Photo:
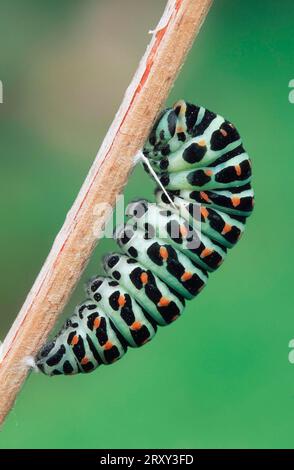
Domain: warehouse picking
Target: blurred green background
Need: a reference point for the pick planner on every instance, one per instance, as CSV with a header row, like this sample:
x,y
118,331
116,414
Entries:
x,y
219,377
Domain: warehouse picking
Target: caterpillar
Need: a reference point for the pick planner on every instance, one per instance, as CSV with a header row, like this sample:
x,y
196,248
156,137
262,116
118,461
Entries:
x,y
169,247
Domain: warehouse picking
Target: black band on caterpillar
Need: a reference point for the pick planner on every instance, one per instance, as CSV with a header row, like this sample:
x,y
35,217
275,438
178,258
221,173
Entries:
x,y
168,250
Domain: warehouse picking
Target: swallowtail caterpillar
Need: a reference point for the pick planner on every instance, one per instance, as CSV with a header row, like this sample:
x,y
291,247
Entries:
x,y
167,251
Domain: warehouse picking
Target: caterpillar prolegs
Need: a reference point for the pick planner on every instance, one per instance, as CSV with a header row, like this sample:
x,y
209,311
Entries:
x,y
168,247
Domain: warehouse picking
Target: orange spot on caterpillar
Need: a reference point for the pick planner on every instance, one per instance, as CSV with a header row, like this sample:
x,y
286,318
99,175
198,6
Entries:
x,y
226,229
183,231
204,196
97,322
204,212
164,302
108,345
121,300
163,253
235,201
238,170
144,278
136,325
75,340
206,252
186,276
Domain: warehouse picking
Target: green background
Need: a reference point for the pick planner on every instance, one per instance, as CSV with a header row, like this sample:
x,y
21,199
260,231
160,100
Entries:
x,y
219,377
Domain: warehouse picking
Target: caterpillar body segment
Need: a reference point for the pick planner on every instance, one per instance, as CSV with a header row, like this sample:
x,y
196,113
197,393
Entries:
x,y
168,250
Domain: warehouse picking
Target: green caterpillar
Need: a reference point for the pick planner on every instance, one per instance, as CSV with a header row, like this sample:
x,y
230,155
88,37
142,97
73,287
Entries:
x,y
169,247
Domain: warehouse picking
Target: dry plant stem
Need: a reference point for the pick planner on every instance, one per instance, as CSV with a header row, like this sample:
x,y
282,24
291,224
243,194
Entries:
x,y
77,238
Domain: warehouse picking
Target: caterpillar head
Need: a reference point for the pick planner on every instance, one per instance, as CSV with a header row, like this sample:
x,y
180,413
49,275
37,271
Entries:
x,y
169,132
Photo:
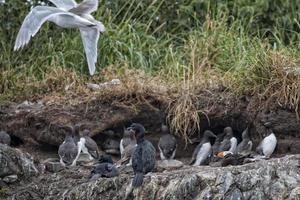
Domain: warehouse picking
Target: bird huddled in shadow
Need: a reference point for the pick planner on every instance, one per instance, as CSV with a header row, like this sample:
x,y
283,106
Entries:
x,y
66,14
267,146
245,146
68,150
204,150
127,147
105,168
167,144
85,143
229,142
4,138
217,143
143,158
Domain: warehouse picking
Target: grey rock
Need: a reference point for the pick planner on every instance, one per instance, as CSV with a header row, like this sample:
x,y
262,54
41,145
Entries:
x,y
277,178
15,162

☆ ☆ ☆ ☆

EXERCISE INSTRUCTIONS - Omit the pictures. Output every record above word for word.

WORKED ANSWER -
Photo:
Domain: warehouse picking
Target: blurred green background
Need: a reference point for the pick planner on every instance, one per instance, as CSV with a header row, like this sample:
x,y
118,331
116,414
Entries:
x,y
219,377
Domain: warehouse picking
Target: caterpillar
Need: a reference point for the pick planner on every instance, one per instance, as CSV with a header row, like this sample:
x,y
196,248
156,137
262,116
118,461
Entries:
x,y
169,247
Domain: warehouse picking
Target: black band on caterpillar
Need: a reference point for the pick planner on every instance, one per instance, as CSV with a header row, like this sample:
x,y
35,217
275,438
178,258
221,173
Entries:
x,y
168,250
Domain: warehouse picking
Target: swallowtail caterpillar
Need: a reference point for the pick planner on every instance, one per instance, as CSV with a header row, like this sample:
x,y
291,247
Entries:
x,y
167,251
Domain: warehouse picking
Target: caterpillar prolegs
Need: a reference point for the pick planner on every instance, one per instance, as CSV with a header row, like this sample:
x,y
209,311
Entries:
x,y
168,247
Domain: warehouse picking
Target: orange spot on caterpillar
Need: a reference point for the pick planner on every instance, one per instance, as CSV with a header row, like this sample:
x,y
286,318
99,175
198,6
Entries:
x,y
226,229
183,231
204,196
97,322
204,212
164,302
108,345
121,300
163,253
235,201
238,170
144,278
136,325
75,340
206,252
186,276
Domain: warehouse picking
Target: green background
Need: a reference point for the pick planner on every instance, one per instance, as CSV with a header row, like this sample:
x,y
21,199
260,231
160,100
Entries:
x,y
219,377
Domain: warehouse picking
Target: caterpillar body segment
Need: a reference point for the pick planner on every instance, one per instance, as CSV with a header row, like this sample:
x,y
196,113
197,393
Entries:
x,y
168,250
Domain: warehouse picking
Target: green caterpillar
Need: a reference point for the pick planner on every instance, one per instance, as CSV with a header row, like this sample:
x,y
230,155
88,37
142,97
73,287
Entries:
x,y
169,247
Domain: warehouse picking
Target: dry plant stem
Need: a reference point for the pick planner on every instance, one per instance, as CSV with a header row, like this sample:
x,y
282,24
291,224
243,194
Entries:
x,y
77,238
Domain: warehouse picking
Target: caterpillar head
Need: a reference point for the pick planner on every instance, one per instance, as CSV with a header row, like this sample:
x,y
180,413
49,275
37,271
Entries:
x,y
169,132
Photo:
Domain: warehouse picking
Target: bird huddled in shadow
Need: a reference point for the pick planner on every instance, one per instance, as CSV with a header row, like this sample:
x,y
283,106
Entries:
x,y
66,14
267,146
245,146
68,150
204,150
127,147
105,168
167,144
85,143
229,142
4,138
217,143
143,158
Domain: warehouse picking
Target: grey rock
Need: a reference point for the pick planner on every instance, one per instance, as CSV with a header row, like this sample:
x,y
262,54
41,145
Entries:
x,y
277,178
15,162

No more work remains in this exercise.